• **Assignment**
Retype every entry word for word.

• **Excerpted records**

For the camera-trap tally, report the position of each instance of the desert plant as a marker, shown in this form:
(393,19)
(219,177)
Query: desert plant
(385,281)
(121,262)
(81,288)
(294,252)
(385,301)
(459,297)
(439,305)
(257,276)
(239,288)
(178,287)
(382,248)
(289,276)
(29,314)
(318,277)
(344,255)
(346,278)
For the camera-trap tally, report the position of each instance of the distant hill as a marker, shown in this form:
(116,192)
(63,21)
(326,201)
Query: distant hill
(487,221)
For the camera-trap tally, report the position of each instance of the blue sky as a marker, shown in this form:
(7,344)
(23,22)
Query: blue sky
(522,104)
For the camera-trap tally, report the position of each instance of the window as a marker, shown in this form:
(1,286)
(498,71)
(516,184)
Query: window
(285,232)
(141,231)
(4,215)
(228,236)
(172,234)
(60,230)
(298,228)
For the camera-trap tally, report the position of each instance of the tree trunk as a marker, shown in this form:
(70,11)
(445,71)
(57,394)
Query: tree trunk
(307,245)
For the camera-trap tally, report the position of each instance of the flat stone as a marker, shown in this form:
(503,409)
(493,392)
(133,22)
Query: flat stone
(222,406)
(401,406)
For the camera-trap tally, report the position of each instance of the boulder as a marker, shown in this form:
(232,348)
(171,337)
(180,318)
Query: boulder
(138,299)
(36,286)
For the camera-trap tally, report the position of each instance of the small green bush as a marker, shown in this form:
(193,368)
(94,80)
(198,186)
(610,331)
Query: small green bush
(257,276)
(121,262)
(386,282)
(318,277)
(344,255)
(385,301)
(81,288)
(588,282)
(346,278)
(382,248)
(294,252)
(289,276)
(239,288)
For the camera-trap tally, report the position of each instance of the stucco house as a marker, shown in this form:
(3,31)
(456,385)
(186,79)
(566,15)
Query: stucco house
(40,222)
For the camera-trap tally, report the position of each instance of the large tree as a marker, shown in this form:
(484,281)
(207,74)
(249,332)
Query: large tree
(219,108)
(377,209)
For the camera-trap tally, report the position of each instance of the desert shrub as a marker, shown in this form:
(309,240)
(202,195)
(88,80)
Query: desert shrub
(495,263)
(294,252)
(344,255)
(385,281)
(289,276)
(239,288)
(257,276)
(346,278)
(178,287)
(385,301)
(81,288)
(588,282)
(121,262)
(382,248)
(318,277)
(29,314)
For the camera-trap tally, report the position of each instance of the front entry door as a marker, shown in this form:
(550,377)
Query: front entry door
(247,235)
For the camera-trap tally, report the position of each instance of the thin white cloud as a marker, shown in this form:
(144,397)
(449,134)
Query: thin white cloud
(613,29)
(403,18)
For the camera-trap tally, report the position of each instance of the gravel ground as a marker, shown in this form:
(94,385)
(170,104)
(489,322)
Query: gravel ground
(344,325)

• **Response area**
For the camera-trap tally, report the position of each instance of the desert plant as a marker, shown in this form:
(393,19)
(219,177)
Query: desert plant
(385,281)
(121,262)
(81,288)
(294,252)
(385,301)
(459,297)
(439,305)
(257,276)
(239,288)
(178,287)
(382,248)
(289,276)
(29,314)
(318,277)
(344,255)
(346,278)
For the camera-trap tally, report the position of each instance of the distant hill as a marker, shown in this form:
(116,192)
(63,21)
(326,201)
Query: distant hill
(487,221)
For the camera-trap tally, report the position of each instance of the blue sky as a marker, shown in this form:
(7,344)
(23,22)
Query: blue sky
(522,104)
For the camera-trap tally, report the position of each instance of the window as a marker, shown in this form:
(1,286)
(498,71)
(516,184)
Query: window
(285,232)
(141,231)
(4,215)
(228,236)
(172,234)
(60,230)
(298,228)
For the camera-trap tally, report the position of each instance of the tree trunk as a marker, shown in this form:
(70,11)
(445,71)
(57,394)
Query: tree trunk
(307,245)
For the camera-trap tally, report the position of each instance of the flat stone as a marker, shown in this form:
(503,409)
(493,392)
(133,22)
Query: flat stone
(222,406)
(401,406)
For the camera-trap tally, report the position of each instance of the boulder as a marker, shown in this form:
(232,348)
(171,337)
(180,318)
Query: boulder
(138,299)
(36,286)
For the camera-trap tally, report the position of each instance of the small green bush as a marker, shown in this form:
(193,368)
(94,80)
(198,186)
(610,331)
Query: small green bush
(257,276)
(121,262)
(386,282)
(318,277)
(344,255)
(385,301)
(81,288)
(588,282)
(346,278)
(382,248)
(294,252)
(289,276)
(239,288)
For the camera-trap tally, report the position of each instance of the stucco house as a marker, shown in this form:
(3,31)
(456,385)
(186,79)
(566,15)
Query: stucco house
(40,222)
For the camera-trap tally, report the position of each instance of the large tree as a marker, shown in this form:
(484,281)
(207,74)
(249,332)
Query: large tree
(219,108)
(377,209)
For the camera-trap tally, report the position of each instance of the desert shrub as a marker, shown in this form:
(309,240)
(202,195)
(88,80)
Query: desert shrub
(495,263)
(294,252)
(344,255)
(385,281)
(289,276)
(239,288)
(257,276)
(346,278)
(178,287)
(385,301)
(81,288)
(588,282)
(121,262)
(382,248)
(318,277)
(29,314)
For the camera-trap tally, report the position of each instance of the front entry door as a marker, shown in this form:
(550,377)
Query: front entry door
(247,235)
For the camera-trap tally, report the position of each instance of the thin white cloud as a marker, shown in this form:
(144,397)
(449,134)
Query: thin white cloud
(613,29)
(403,18)
For the camera-trap tally, report the position of each instance of the gravel ground as a marker, shown in this form:
(94,385)
(170,104)
(489,322)
Query: gravel ground
(344,325)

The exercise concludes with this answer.